→ WHAT YOU WILL DO: Duplicate every line of the entries below verbatim, omitting the pictures.

═════ DATASET CONTENT

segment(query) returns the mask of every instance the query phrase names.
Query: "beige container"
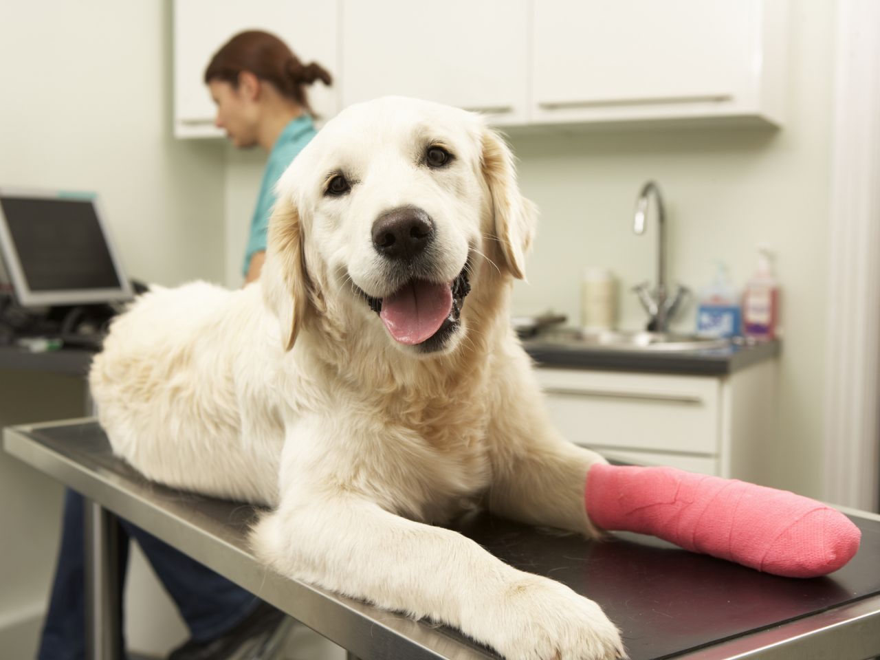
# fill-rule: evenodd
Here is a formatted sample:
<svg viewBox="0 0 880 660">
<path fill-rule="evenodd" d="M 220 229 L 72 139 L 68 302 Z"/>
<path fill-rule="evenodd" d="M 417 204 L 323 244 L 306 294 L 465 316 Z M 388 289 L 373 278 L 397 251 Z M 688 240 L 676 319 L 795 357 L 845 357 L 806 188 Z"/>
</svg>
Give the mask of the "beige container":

══════════

→ REPLY TO THE TASK:
segment(query) returns the mask of every instance the query phrase names.
Query: "beige container"
# fill-rule: evenodd
Here is a formatted sample:
<svg viewBox="0 0 880 660">
<path fill-rule="evenodd" d="M 220 229 L 72 139 L 68 302 Z"/>
<path fill-rule="evenodd" d="M 417 204 L 323 244 L 306 294 L 465 316 Z M 388 289 L 373 278 L 397 251 Z M 688 240 L 676 319 L 795 357 L 845 357 L 806 188 Z"/>
</svg>
Give the mask of the "beige container":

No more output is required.